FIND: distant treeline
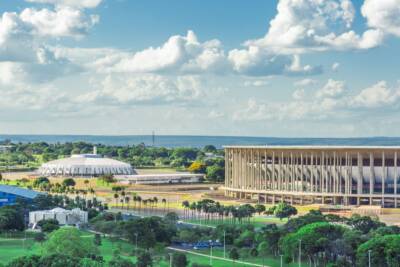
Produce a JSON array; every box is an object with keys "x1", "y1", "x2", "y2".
[{"x1": 0, "y1": 142, "x2": 225, "y2": 182}]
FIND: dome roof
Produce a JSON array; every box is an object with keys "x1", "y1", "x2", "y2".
[{"x1": 39, "y1": 154, "x2": 135, "y2": 177}]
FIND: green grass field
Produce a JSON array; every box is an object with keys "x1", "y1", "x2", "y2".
[
  {"x1": 183, "y1": 216, "x2": 288, "y2": 228},
  {"x1": 0, "y1": 231, "x2": 136, "y2": 265},
  {"x1": 0, "y1": 230, "x2": 307, "y2": 267}
]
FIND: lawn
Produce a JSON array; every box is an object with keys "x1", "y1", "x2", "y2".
[
  {"x1": 183, "y1": 216, "x2": 288, "y2": 228},
  {"x1": 0, "y1": 230, "x2": 308, "y2": 267},
  {"x1": 0, "y1": 230, "x2": 138, "y2": 265}
]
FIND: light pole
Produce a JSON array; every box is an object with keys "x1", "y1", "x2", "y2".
[
  {"x1": 280, "y1": 254, "x2": 283, "y2": 267},
  {"x1": 368, "y1": 250, "x2": 371, "y2": 267},
  {"x1": 298, "y1": 239, "x2": 302, "y2": 267},
  {"x1": 210, "y1": 244, "x2": 213, "y2": 266},
  {"x1": 223, "y1": 230, "x2": 226, "y2": 258},
  {"x1": 169, "y1": 253, "x2": 173, "y2": 267},
  {"x1": 134, "y1": 233, "x2": 138, "y2": 255}
]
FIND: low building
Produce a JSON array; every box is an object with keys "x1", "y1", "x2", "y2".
[
  {"x1": 0, "y1": 185, "x2": 42, "y2": 207},
  {"x1": 115, "y1": 173, "x2": 204, "y2": 185},
  {"x1": 29, "y1": 207, "x2": 88, "y2": 227}
]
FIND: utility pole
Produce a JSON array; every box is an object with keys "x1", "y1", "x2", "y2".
[
  {"x1": 223, "y1": 230, "x2": 226, "y2": 258},
  {"x1": 368, "y1": 250, "x2": 372, "y2": 267},
  {"x1": 135, "y1": 233, "x2": 138, "y2": 255},
  {"x1": 298, "y1": 239, "x2": 302, "y2": 267},
  {"x1": 169, "y1": 253, "x2": 173, "y2": 267},
  {"x1": 280, "y1": 254, "x2": 283, "y2": 267},
  {"x1": 210, "y1": 244, "x2": 213, "y2": 266}
]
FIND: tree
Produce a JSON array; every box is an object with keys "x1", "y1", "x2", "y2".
[
  {"x1": 93, "y1": 233, "x2": 102, "y2": 246},
  {"x1": 281, "y1": 222, "x2": 346, "y2": 264},
  {"x1": 229, "y1": 248, "x2": 240, "y2": 264},
  {"x1": 44, "y1": 227, "x2": 98, "y2": 258},
  {"x1": 347, "y1": 214, "x2": 384, "y2": 234},
  {"x1": 188, "y1": 161, "x2": 206, "y2": 173},
  {"x1": 205, "y1": 165, "x2": 224, "y2": 182},
  {"x1": 356, "y1": 234, "x2": 400, "y2": 267},
  {"x1": 108, "y1": 256, "x2": 135, "y2": 267},
  {"x1": 99, "y1": 174, "x2": 115, "y2": 185},
  {"x1": 164, "y1": 212, "x2": 179, "y2": 224},
  {"x1": 33, "y1": 176, "x2": 50, "y2": 188},
  {"x1": 203, "y1": 145, "x2": 217, "y2": 153},
  {"x1": 34, "y1": 232, "x2": 46, "y2": 244},
  {"x1": 254, "y1": 204, "x2": 266, "y2": 215},
  {"x1": 0, "y1": 206, "x2": 24, "y2": 231},
  {"x1": 37, "y1": 219, "x2": 59, "y2": 233},
  {"x1": 172, "y1": 253, "x2": 188, "y2": 267},
  {"x1": 273, "y1": 203, "x2": 297, "y2": 220},
  {"x1": 137, "y1": 251, "x2": 153, "y2": 267},
  {"x1": 62, "y1": 178, "x2": 76, "y2": 187}
]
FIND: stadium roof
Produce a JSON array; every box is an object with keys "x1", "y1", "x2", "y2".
[
  {"x1": 0, "y1": 185, "x2": 41, "y2": 199},
  {"x1": 39, "y1": 153, "x2": 135, "y2": 176}
]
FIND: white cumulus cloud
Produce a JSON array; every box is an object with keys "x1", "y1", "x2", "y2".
[
  {"x1": 362, "y1": 0, "x2": 400, "y2": 37},
  {"x1": 246, "y1": 0, "x2": 383, "y2": 53},
  {"x1": 25, "y1": 0, "x2": 102, "y2": 9}
]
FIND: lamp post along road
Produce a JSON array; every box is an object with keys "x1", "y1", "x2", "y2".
[
  {"x1": 210, "y1": 244, "x2": 213, "y2": 266},
  {"x1": 223, "y1": 230, "x2": 226, "y2": 258},
  {"x1": 368, "y1": 250, "x2": 372, "y2": 267},
  {"x1": 280, "y1": 254, "x2": 283, "y2": 267},
  {"x1": 298, "y1": 239, "x2": 302, "y2": 267},
  {"x1": 169, "y1": 253, "x2": 173, "y2": 267}
]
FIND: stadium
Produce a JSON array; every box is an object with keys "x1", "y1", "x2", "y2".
[
  {"x1": 224, "y1": 146, "x2": 400, "y2": 207},
  {"x1": 39, "y1": 152, "x2": 135, "y2": 177}
]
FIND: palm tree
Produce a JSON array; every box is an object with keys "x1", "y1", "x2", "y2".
[
  {"x1": 162, "y1": 198, "x2": 167, "y2": 213},
  {"x1": 137, "y1": 196, "x2": 142, "y2": 213},
  {"x1": 125, "y1": 196, "x2": 130, "y2": 210},
  {"x1": 84, "y1": 179, "x2": 90, "y2": 189},
  {"x1": 182, "y1": 200, "x2": 190, "y2": 220},
  {"x1": 114, "y1": 193, "x2": 119, "y2": 208},
  {"x1": 120, "y1": 191, "x2": 126, "y2": 209}
]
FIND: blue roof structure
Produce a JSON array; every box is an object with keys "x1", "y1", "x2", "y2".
[{"x1": 0, "y1": 185, "x2": 41, "y2": 199}]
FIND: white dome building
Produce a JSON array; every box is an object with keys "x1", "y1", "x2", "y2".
[{"x1": 39, "y1": 153, "x2": 135, "y2": 177}]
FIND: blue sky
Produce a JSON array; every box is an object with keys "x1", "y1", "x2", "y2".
[{"x1": 0, "y1": 0, "x2": 400, "y2": 137}]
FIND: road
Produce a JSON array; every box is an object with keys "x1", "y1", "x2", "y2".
[{"x1": 167, "y1": 247, "x2": 270, "y2": 267}]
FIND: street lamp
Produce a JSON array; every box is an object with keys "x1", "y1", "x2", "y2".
[
  {"x1": 280, "y1": 254, "x2": 283, "y2": 267},
  {"x1": 134, "y1": 233, "x2": 138, "y2": 255},
  {"x1": 169, "y1": 253, "x2": 173, "y2": 267},
  {"x1": 298, "y1": 239, "x2": 302, "y2": 267},
  {"x1": 368, "y1": 250, "x2": 372, "y2": 267},
  {"x1": 223, "y1": 230, "x2": 226, "y2": 258},
  {"x1": 210, "y1": 243, "x2": 213, "y2": 266}
]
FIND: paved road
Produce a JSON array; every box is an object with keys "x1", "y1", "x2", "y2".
[{"x1": 167, "y1": 247, "x2": 270, "y2": 267}]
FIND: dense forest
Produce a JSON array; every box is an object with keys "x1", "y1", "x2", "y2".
[{"x1": 0, "y1": 141, "x2": 225, "y2": 182}]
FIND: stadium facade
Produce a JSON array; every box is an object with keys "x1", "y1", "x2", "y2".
[{"x1": 224, "y1": 146, "x2": 400, "y2": 207}]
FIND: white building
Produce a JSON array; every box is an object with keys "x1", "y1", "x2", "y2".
[
  {"x1": 115, "y1": 173, "x2": 204, "y2": 185},
  {"x1": 29, "y1": 208, "x2": 88, "y2": 227},
  {"x1": 39, "y1": 153, "x2": 135, "y2": 177}
]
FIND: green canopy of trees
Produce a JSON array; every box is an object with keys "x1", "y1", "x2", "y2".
[{"x1": 43, "y1": 228, "x2": 98, "y2": 258}]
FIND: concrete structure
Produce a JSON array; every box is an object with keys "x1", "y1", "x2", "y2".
[
  {"x1": 29, "y1": 208, "x2": 88, "y2": 227},
  {"x1": 39, "y1": 153, "x2": 135, "y2": 177},
  {"x1": 115, "y1": 173, "x2": 204, "y2": 185},
  {"x1": 0, "y1": 185, "x2": 42, "y2": 207},
  {"x1": 224, "y1": 146, "x2": 400, "y2": 207}
]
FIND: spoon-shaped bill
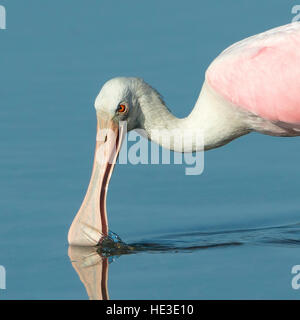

□ □ □ □

Across the entries above, find each line with the word "dome" and please copy it out.

FIND: dome roof
FIND: white dome building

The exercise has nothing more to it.